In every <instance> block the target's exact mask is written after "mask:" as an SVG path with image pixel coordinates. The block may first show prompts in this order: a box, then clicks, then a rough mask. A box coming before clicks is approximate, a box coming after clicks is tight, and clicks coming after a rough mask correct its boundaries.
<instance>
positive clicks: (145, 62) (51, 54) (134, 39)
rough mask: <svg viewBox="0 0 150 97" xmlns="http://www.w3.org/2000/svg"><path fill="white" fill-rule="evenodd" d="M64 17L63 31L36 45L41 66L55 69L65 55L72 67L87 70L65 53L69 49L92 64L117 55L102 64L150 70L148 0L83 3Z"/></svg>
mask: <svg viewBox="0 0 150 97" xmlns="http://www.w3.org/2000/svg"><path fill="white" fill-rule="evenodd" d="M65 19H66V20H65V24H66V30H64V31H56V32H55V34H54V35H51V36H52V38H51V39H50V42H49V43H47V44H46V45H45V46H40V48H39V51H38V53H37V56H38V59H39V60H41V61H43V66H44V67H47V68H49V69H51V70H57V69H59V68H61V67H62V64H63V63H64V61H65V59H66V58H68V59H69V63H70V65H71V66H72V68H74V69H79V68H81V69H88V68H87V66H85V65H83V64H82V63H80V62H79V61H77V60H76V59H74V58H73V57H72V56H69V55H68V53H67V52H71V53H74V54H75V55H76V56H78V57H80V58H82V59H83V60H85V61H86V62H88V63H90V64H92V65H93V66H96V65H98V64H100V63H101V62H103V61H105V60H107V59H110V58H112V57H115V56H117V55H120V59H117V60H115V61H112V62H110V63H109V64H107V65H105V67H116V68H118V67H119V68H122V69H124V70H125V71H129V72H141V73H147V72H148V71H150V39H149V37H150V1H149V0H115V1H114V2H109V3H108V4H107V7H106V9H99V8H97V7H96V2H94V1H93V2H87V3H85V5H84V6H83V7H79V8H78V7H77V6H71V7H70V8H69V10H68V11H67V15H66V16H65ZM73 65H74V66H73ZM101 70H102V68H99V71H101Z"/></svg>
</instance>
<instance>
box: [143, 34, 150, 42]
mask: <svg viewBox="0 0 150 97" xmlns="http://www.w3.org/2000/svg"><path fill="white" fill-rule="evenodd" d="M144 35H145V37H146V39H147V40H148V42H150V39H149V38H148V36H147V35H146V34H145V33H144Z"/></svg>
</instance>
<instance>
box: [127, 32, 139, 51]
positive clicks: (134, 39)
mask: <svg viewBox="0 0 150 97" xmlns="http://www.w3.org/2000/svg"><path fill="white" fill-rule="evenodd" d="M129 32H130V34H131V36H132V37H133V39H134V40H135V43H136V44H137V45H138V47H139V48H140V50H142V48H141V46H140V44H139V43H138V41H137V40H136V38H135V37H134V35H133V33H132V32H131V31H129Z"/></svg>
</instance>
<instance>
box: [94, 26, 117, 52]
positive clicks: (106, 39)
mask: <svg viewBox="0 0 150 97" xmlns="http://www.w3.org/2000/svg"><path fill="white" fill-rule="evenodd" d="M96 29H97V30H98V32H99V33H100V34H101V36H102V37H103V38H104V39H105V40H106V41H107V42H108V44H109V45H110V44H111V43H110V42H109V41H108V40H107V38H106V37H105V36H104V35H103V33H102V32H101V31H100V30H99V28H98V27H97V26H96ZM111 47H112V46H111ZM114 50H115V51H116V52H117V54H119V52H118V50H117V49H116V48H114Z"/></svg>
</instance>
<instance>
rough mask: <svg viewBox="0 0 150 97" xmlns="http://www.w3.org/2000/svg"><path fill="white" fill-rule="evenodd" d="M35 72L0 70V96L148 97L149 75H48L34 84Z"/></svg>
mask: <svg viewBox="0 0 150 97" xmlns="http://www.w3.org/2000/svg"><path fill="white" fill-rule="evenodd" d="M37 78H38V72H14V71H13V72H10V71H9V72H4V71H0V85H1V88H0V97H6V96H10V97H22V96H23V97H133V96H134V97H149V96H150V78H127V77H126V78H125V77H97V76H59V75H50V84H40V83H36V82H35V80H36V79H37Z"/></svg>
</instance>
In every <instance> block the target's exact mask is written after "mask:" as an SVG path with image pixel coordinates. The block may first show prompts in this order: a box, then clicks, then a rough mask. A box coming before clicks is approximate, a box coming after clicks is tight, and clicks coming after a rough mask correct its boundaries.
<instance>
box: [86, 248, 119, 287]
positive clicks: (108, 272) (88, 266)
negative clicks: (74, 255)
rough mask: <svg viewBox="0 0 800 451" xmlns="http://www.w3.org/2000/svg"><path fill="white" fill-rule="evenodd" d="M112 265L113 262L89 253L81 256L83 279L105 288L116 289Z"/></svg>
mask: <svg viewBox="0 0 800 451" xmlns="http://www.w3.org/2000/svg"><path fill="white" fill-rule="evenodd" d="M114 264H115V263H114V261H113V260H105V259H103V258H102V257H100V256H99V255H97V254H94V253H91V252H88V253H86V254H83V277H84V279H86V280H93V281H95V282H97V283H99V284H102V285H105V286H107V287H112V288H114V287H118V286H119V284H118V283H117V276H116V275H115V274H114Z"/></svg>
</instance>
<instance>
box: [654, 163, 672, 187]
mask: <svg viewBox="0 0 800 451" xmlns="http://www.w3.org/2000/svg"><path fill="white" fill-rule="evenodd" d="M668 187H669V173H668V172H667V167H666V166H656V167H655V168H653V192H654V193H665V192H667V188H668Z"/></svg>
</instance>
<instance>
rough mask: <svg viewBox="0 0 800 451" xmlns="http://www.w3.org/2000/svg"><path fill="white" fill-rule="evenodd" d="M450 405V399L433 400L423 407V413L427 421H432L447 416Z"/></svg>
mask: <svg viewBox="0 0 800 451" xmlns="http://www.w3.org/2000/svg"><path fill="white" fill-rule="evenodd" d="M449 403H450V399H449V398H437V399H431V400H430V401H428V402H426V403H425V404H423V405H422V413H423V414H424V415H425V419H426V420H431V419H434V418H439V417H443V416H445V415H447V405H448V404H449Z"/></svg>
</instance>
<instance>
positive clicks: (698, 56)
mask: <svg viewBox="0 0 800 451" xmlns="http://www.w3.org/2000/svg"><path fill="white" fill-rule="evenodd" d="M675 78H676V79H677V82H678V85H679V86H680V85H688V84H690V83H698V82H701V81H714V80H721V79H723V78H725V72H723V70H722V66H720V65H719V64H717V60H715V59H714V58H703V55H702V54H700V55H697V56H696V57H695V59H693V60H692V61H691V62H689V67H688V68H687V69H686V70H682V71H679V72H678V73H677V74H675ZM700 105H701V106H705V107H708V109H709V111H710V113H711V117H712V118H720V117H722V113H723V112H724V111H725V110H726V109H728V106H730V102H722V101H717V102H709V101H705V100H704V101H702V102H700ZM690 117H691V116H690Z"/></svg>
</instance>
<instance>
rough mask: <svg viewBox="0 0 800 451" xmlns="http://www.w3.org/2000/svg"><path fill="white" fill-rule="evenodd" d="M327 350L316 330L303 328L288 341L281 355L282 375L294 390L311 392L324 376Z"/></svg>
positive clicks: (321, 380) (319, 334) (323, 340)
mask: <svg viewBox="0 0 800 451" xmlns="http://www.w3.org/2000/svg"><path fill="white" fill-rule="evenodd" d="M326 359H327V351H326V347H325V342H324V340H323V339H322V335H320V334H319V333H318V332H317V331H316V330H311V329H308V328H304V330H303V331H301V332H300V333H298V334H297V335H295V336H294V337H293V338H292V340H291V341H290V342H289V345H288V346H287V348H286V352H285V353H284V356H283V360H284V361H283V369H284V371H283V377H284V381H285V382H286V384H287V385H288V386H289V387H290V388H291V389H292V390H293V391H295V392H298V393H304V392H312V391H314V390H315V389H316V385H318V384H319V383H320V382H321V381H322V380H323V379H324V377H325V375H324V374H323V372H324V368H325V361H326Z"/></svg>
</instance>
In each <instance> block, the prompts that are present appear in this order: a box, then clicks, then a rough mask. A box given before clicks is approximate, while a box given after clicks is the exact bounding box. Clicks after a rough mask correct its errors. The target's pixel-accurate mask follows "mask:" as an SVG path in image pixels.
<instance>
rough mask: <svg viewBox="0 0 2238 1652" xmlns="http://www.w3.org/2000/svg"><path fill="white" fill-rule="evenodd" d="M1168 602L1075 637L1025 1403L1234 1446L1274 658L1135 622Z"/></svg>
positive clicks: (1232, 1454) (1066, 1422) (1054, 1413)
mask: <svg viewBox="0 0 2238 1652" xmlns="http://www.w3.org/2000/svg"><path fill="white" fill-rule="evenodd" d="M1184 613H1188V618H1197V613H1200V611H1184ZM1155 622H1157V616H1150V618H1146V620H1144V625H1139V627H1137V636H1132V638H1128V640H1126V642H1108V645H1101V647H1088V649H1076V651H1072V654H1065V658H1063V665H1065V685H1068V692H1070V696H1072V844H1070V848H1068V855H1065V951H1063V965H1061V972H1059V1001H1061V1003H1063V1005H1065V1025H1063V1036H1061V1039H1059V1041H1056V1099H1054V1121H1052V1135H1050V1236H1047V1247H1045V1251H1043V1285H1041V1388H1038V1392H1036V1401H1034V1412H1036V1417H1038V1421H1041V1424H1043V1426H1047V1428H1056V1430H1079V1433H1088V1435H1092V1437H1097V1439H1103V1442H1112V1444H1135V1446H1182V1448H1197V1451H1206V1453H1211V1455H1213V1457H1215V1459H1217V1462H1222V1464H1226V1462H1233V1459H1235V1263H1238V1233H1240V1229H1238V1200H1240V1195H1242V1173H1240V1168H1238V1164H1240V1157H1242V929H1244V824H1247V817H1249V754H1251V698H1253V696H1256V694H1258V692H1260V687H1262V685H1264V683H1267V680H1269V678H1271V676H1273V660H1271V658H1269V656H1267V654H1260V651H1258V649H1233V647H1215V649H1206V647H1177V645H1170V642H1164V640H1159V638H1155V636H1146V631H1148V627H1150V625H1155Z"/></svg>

= = = =

TO-DO ITEM » How many of the lines above contain the word "positive"? Give only the number.

WRITTEN RESPONSE » 7